§ TASK REQUIREMENTS
Can you render every line of the records below as a JSON list of strings, one string per line, with blank lines left out?
---*---
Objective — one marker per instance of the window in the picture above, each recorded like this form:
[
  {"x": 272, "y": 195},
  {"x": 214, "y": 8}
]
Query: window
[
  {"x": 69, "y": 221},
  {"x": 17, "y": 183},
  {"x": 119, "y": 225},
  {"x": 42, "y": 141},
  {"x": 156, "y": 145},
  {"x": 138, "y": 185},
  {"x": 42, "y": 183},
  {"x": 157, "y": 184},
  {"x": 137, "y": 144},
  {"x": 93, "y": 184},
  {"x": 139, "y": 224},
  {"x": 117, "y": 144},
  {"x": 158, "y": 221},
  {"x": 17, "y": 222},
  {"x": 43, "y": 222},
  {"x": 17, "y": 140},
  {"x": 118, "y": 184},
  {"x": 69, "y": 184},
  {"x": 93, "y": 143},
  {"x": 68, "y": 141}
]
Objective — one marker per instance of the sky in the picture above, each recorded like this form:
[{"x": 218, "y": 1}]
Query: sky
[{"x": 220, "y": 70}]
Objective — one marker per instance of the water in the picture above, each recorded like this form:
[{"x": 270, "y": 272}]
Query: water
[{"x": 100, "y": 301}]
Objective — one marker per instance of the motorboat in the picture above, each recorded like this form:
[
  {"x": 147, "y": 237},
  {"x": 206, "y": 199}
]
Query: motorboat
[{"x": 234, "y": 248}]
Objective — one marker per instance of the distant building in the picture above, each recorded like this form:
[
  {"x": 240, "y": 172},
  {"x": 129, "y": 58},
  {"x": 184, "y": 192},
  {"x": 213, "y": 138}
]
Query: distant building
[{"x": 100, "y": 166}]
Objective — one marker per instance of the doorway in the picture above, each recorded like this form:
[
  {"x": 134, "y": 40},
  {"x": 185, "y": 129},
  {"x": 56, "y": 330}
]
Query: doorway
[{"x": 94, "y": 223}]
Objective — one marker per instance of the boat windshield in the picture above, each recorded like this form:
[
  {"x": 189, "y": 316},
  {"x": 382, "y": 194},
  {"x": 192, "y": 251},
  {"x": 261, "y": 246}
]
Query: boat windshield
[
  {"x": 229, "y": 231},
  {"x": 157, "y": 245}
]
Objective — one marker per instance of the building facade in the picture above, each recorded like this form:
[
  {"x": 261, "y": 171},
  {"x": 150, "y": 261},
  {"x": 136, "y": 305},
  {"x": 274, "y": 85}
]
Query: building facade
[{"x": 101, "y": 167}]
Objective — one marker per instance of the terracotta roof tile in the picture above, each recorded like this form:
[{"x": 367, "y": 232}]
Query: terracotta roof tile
---*---
§ COMPLETED TASK
[
  "Objective — one marker per instance of the window in the picture above, each recorded like this form:",
  "[",
  "  {\"x\": 272, \"y\": 195},",
  "  {\"x\": 214, \"y\": 8}",
  "]",
  "Query: window",
  "[",
  "  {\"x\": 69, \"y\": 221},",
  "  {\"x\": 17, \"y\": 183},",
  "  {\"x\": 119, \"y\": 225},",
  "  {\"x\": 42, \"y\": 141},",
  "  {\"x\": 156, \"y\": 145},",
  "  {\"x\": 138, \"y\": 185},",
  "  {\"x\": 42, \"y\": 183},",
  "  {\"x\": 157, \"y\": 184},",
  "  {\"x\": 137, \"y\": 144},",
  "  {\"x\": 93, \"y\": 184},",
  "  {\"x\": 139, \"y\": 224},",
  "  {\"x\": 117, \"y\": 144},",
  "  {\"x\": 158, \"y\": 221},",
  "  {\"x\": 17, \"y\": 222},",
  "  {\"x\": 43, \"y\": 222},",
  "  {\"x\": 17, \"y\": 140},",
  "  {\"x\": 118, \"y\": 184},",
  "  {\"x\": 69, \"y\": 184},",
  "  {\"x\": 93, \"y\": 143},",
  "  {\"x\": 68, \"y\": 141}",
  "]",
  "Objective — one marker per instance of the sky in the picture above, each recorded like this form:",
  "[{\"x\": 218, \"y\": 1}]",
  "Query: sky",
  "[{\"x\": 220, \"y\": 70}]",
  "Objective — one marker per instance of the water in the picture above, each recorded like this form:",
  "[{\"x\": 270, \"y\": 272}]",
  "Query: water",
  "[{\"x\": 100, \"y\": 301}]",
  "Objective — one marker per instance of the motorboat in the picture above, each recorded like this form:",
  "[",
  "  {\"x\": 147, \"y\": 237},",
  "  {\"x\": 206, \"y\": 199}",
  "]",
  "Query: motorboat",
  "[{\"x\": 234, \"y\": 248}]",
  "Objective — one marker per instance of the distant building in the picture above, each recorded like this form:",
  "[",
  "  {\"x\": 240, \"y\": 172},",
  "  {\"x\": 129, \"y\": 58},",
  "  {\"x\": 184, \"y\": 192},",
  "  {\"x\": 213, \"y\": 138}",
  "]",
  "Query: distant building",
  "[{\"x\": 100, \"y\": 166}]",
  "Objective — one marker per instance of the doorway in the picture above, each recorded like this form:",
  "[",
  "  {\"x\": 134, \"y\": 40},",
  "  {\"x\": 185, \"y\": 129},",
  "  {\"x\": 56, \"y\": 330}",
  "]",
  "Query: doorway",
  "[{\"x\": 94, \"y\": 223}]",
  "Objective — one marker per instance of the boat windshield in the picture above, each recorded like this form:",
  "[",
  "  {\"x\": 189, \"y\": 316},",
  "  {\"x\": 382, \"y\": 194},",
  "  {\"x\": 192, \"y\": 251},",
  "  {\"x\": 261, \"y\": 246}",
  "]",
  "Query: boat windshield",
  "[",
  "  {\"x\": 229, \"y\": 231},",
  "  {\"x\": 157, \"y\": 245}",
  "]",
  "Objective — one marker per instance of the building facade in the picture above, each recorded like this form:",
  "[",
  "  {\"x\": 261, \"y\": 171},",
  "  {\"x\": 150, \"y\": 261},",
  "  {\"x\": 136, \"y\": 305},",
  "  {\"x\": 274, \"y\": 85}",
  "]",
  "Query: building facade",
  "[{\"x\": 101, \"y\": 167}]",
  "Objective — one marker per instance of the terracotta roof tile in the picture above, each recorded like this form:",
  "[{\"x\": 367, \"y\": 232}]",
  "Query: terracotta roof tile"
]